Text shown »
○ ○ ○ ○ ○ ○ ○

Interesting tidbit. Thanks, Mark.

>> A quick google tells me there is an M4 and an M4F, but then
>> looking at the web page below you point towards, I see that
>> there is a chapter (3.11) called "Floating-point
>> instructions" underneath the heading of "Cortex-M4 Devices
>> Generic User Guide"... so I don't know if all of them include
>> FP or if some do and some don't and which you may be
>> discussing here.
>
>I know there are (were) Kinetis M4 chips without the FPU, but I
>thing all the STM32F4 chips have the FPU.  The IAR compiler
>has flags that allow you to choose hardware or software floating
>point.   I think the GCC compiler does the same.  I don't know
>if you get lower power dissipation if the FPU is present
>but not used.

Understood. It remains to be determined.

>A lot of the web blurbs point out that you can make a choice
>between clocking the CPU for 10 microseconds or the CPU + FPU
>for 1 microsecond in applications where you can sleep 
>between calculations.  I haven't gotten to the point of
>calculating the power advantages either way in any of
>my apps.  However, you can now get fancy JTAG debug modules
>that measure power almost on a cycle-by-cycle basis and
>compute the power stats for you.

I have a REALLY FANCY board that does that from Energy Micro.
Got a great price on it and was very much impressed with all
it offered. Never used such a board before.

>The ChiBIOS RTOS I'm playing with has the option to
>turn off the CPU clock during the idle thread.  I'll have
>to try that out once I get my hobby autonomous navigation
>app running.  I think that app will spend a lot of time
>in the idle thread between 1Hz gps updates.

I use that all the time with the MSP430, of course. It's kind
of standard practice there, I suppose. I do that with an O/S
I wrote, but I've not had reason to port it on the MSP430
yet. One can just sit on a halt instruction, if that's
available, too.

>> >> So it normalized and denormalized in 1 to 2 clocks depending
>> >> on the word size I was using. The number of shifts required
>> >> (or used) was stored in another register.
>> >
>> >> If you know of the instructions on the M4 that do that,
>> >> please let me know.
>> >
>> >The ARM reference suggests a way to normalize  a 32-bit word
>> >in 2 clocks using the CLZ and shift instructions:
>> >
>> >"Use the CLZ Thumb-2 instruction followed by a left shift of Rm by the 
>> >resulting Rd value to normalize the value of register Rm. Use MOVS, 
>> >rather than MOV, to flag the case where Rm is zero:
>> >    CLZ r5, r9
>> >    MOVS r9, r9, LSL r5"
>> >
>> >http://infocenter.arm.com/help/index.jsp?topic=/com.arm.doc.dui0553a/CIHJJEIH.html
>> 
>> Thanks!
>> 
>> >Of course, if you have an FPU, you would generally let it handle
>> >normalization and denormalization.  IIRC, the CM4 can 
>> >convert a 32-bit integer to IEEE-854 floating point with a 
>> >single instruction.  You may have to set some global rounding
>> >and saturation flags before that.
>> 
>> I do specialized floating point which permits me to optimize
>> for the application. Generic FP is great for generic work.
>> Not great for some things where, for example, dynamic range
>> can be traded for precision or visa versa or where I know, a
>> priori, that an entire vector will all share the same
>> exponent. Just as a few real world examples in actual
>> applications already fielded.

○ ○ ○ ○ ○ ○ ○

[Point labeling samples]
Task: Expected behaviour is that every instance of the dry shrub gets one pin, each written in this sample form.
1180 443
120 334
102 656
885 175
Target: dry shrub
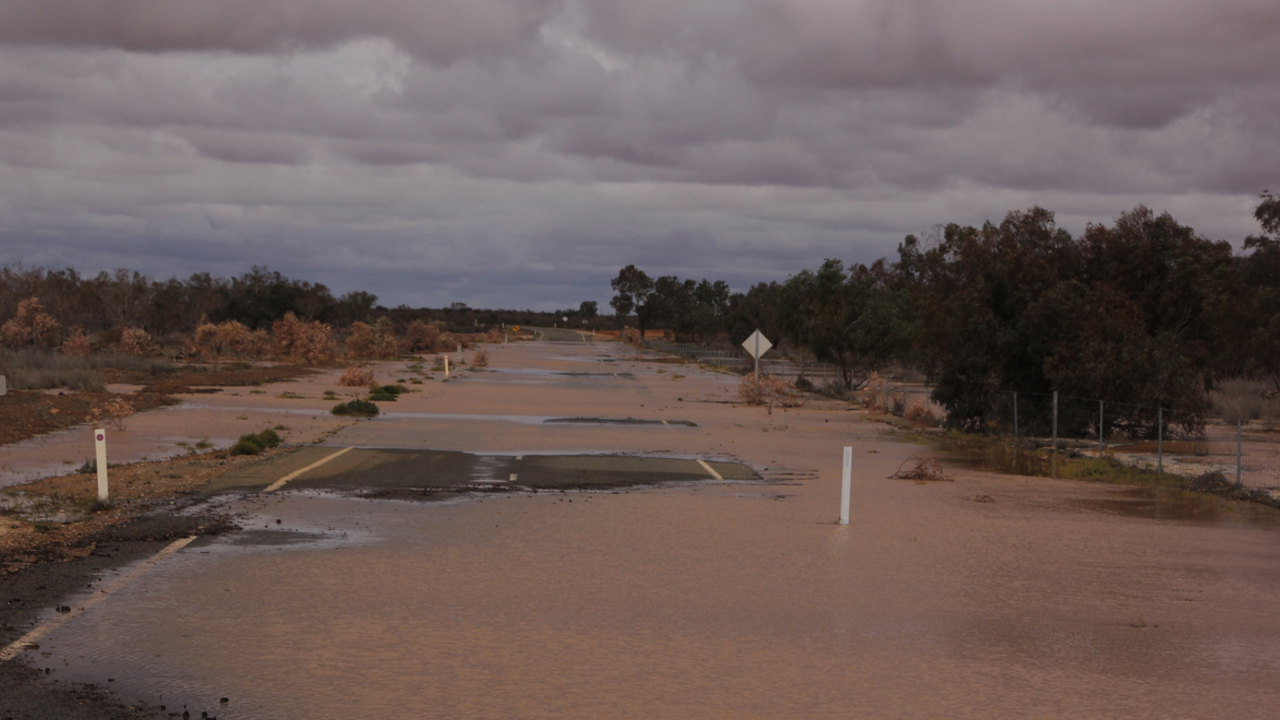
449 342
78 343
882 399
229 338
376 341
631 336
767 390
357 376
923 414
360 341
924 472
30 326
423 337
1246 400
137 342
302 341
113 413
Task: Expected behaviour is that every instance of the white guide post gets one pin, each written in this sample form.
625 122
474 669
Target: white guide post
846 481
100 446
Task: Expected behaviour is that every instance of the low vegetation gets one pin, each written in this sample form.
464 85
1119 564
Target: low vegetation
254 443
356 408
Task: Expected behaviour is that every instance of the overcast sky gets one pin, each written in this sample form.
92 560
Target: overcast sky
517 153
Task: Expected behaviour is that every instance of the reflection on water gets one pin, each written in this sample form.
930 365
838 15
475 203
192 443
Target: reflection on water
1173 504
696 602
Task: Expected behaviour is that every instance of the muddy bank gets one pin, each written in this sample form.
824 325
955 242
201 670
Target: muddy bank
32 692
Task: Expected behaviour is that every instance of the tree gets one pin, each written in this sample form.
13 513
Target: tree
1267 213
632 287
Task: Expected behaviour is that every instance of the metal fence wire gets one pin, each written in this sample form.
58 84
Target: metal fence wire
1157 438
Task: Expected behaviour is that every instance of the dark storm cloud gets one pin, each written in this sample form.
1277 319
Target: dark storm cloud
439 31
737 139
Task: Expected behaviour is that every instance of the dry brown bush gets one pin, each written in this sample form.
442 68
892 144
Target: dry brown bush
423 337
229 338
923 414
137 342
376 341
924 472
767 390
631 336
78 343
113 413
360 341
357 376
451 342
882 399
302 341
31 324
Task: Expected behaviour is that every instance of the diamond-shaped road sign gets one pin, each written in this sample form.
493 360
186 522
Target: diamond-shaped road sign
757 345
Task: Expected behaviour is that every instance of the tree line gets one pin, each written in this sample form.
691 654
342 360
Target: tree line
1142 311
106 304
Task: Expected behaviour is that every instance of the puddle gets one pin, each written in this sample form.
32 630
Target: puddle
1170 504
620 422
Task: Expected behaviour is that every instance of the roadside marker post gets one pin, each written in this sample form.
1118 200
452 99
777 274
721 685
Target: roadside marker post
100 446
845 484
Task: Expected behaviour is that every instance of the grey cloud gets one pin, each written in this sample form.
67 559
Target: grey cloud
736 139
440 31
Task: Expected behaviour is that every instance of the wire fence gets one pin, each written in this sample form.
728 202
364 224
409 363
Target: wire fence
739 361
1165 440
1246 452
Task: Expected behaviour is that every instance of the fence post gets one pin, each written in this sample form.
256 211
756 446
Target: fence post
1239 424
1101 433
100 455
1054 472
1160 440
1015 418
846 481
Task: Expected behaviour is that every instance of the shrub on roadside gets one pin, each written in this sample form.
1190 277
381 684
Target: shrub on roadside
254 443
302 341
356 376
423 337
137 342
767 390
385 393
31 324
355 408
78 343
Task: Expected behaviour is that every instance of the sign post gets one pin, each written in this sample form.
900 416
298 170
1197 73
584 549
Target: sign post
846 481
755 346
100 446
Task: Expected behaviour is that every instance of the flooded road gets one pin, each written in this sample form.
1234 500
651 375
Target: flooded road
984 597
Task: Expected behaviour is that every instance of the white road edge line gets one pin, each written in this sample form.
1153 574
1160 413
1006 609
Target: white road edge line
24 642
279 483
709 469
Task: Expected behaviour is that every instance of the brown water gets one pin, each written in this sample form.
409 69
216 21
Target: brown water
991 596
717 601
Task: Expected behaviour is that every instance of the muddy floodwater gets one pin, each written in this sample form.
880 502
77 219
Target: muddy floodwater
716 601
990 596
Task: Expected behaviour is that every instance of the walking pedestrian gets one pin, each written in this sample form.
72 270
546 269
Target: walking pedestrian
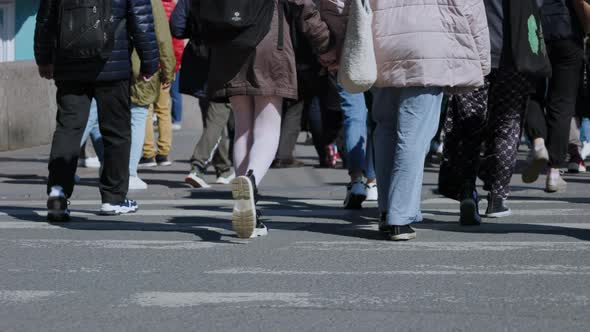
212 148
415 66
146 95
86 68
553 105
255 69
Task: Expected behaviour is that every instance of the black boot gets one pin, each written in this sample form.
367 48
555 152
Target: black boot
469 206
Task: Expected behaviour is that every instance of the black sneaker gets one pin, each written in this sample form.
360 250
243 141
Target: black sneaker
147 162
383 225
469 207
497 207
57 209
260 229
163 160
401 233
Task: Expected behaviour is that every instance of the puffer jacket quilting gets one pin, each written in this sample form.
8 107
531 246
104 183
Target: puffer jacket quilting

○ ○ ○ ○ ○ ○ ○

Direction 1 »
Answer these from the forum thread on Cortex-M4 floating point:
(a) Which company made the power-measuring board the writer owns?
(b) Which RTOS can turn off the CPU clock during the idle thread?
(c) At what rate does the GPS update in the hobby navigation app?
Direction 2 » Name every assembly mnemonic, the shift operator included, in the quoted ARM reference passage of the forum thread on Cortex-M4 floating point.
Direction 3 » Write the next part of the forum thread on Cortex-M4 floating point, picking up after its final sentence.
The material plays no part in the work here.

Task answer 1 »
(a) Energy Micro
(b) ChiBIOS
(c) 1Hz

Task answer 2 » CLZ, MOVS, MOV, LSL

Task answer 3 »
>> 
>Hmmm, that's a neat idea.  I could see that happening
>with a lot of oceanographic instruments where the data doesn't
>vary by more than a factor of two over the interval
>of an FIR filter. (I do the FIR on the raw ADC counts.
>After demeaning,  there's a bit more dynamic range.)

I used the idea a number of times for good benefit.

>> I want the core tools, but I want to write my own microcode
>> (in effect.) And I want small die space (better yield, lower
>> cost, lower power consumption.) Just give me the basic lower
>> level components of FP.
>
>As you've no doubt discovered---the basic lower-level component
>in much lower volume may cost much more per unit.  Those
>billions of cell phones and tablets have driven ARM SOC chip
>prices to levels I wouldn't have imagined 5 years ago.
>
>Have you considered FPGAs?  You could certainly get the
>chip you want---but the learning curve might be higher
>than you'd like. 

I used the Xilinx 4000 series, years ago. Wrote in VHDL (and
also verilog) to design a CPU, for example, and test it out.
I really enjoyed the experiences, a lot. But no, they are (or
were at the time) expensive, big, power hungry, never exactly
the right size, etc. It wouldn't have been competitive.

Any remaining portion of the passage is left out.